- _作業内容_:
**1.** 食肉バイヤーの文章から、「もちろん、現場にその考え方は」を含むところで始めて「ラメな商売が成り立っていた。」の後で止め、その範囲をそのまま書き写すこと。
**2.** 食肉バイヤーの文章を、最後に示された文の次から書き継いでください。

- _掲載本文_:
····················
'90年代後半の食肉バイヤーの年末がヤバかったという話

今から10年前の2014年春、僕はスーパー向けの卸問屋に就職し、精肉部門の新入社員として東京の某スーパーの精肉部門に1ヶ月の研修をしていた。

2012年に第二次安倍内閣が発足し、2019年に施行される「働き方改革」へ向けて企業が企業が変革を問われだした頃だった。
もちろん、現場にその考え方はまだ浸透していなかったが、その当時からしても90年台と比較したら「まだマシ」という状況だったらしい。

研修の担当バイヤーがしてくれた昔話が面白かったので簡単に共有したい。


今から30年前、これは伊丹十三の映画『スーパーの女』でも取り上げられた内容であるが、当時の精肉部門はデタラメな商売が成り立っていた。
····················
- _参考資料_:
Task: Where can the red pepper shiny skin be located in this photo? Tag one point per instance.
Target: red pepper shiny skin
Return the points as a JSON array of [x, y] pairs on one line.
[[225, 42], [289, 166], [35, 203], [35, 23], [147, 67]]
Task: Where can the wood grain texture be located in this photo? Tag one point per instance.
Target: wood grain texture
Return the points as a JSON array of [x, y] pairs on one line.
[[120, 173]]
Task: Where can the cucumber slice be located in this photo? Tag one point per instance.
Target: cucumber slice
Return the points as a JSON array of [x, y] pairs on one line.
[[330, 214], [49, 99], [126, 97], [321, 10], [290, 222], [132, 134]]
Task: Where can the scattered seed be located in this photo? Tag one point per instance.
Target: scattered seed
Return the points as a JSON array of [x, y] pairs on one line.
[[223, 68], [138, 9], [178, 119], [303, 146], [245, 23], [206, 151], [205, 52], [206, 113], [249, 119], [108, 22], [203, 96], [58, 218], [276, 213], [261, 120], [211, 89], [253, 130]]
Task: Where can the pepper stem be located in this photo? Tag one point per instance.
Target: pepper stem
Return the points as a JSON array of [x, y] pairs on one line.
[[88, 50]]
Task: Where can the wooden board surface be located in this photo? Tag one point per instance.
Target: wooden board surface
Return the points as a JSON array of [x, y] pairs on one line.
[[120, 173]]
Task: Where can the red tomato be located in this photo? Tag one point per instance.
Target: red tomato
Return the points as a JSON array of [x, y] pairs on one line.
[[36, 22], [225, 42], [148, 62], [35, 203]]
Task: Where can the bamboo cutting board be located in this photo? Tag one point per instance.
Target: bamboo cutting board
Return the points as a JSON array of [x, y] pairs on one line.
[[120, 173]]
····················
- _作業の回答_:
**1.**
もちろん、現場にその考え方はまだ浸透していなかったが、その当時からしても90年台と比較したら「まだマシ」という状況だったらしい。

研修の担当バイヤーがしてくれた昔話が面白かったので簡単に共有したい。


今から30年前、これは伊丹十三の映画『スーパーの女』でも取り上げられた内容であるが、当時の精肉部門はデタラメな商売が成り立っていた。

**2.**
赤いライトで発色を良く見せるのは当たり前。
職人は作業場でタバコを吸い、古くなった商品はリパックして賞味期限をつけ直す。
産地偽装も常に行っており、「輸入牛にどれだけサシを入れて和牛のように見せるかが、職人の腕の見せどころ」と堂々と言っていたらしい。

そんなスーパーの中でも売上金額が高い精肉部門にとって、一年の中で最も気合を入れるのが入れるのが正月である。
正月は一週間前から忙しくなるのだが、晦日大晦日は店頭に寝ないで肉を切り続けたという。

朦朧としながらただただ肉を切り続ける。
でっかい包丁で大きなブロック肉をカットしていたので、鎖帷子(くさりかたびら)みたいなものを着て作業をしていたという。
「当時のスライサーはガードがないものもあったよ」と、バイヤーは笑いながら目の前の業務用スライサーのガードを外して円盤のカッターを回した。仕事環境を考えるとゾッとする。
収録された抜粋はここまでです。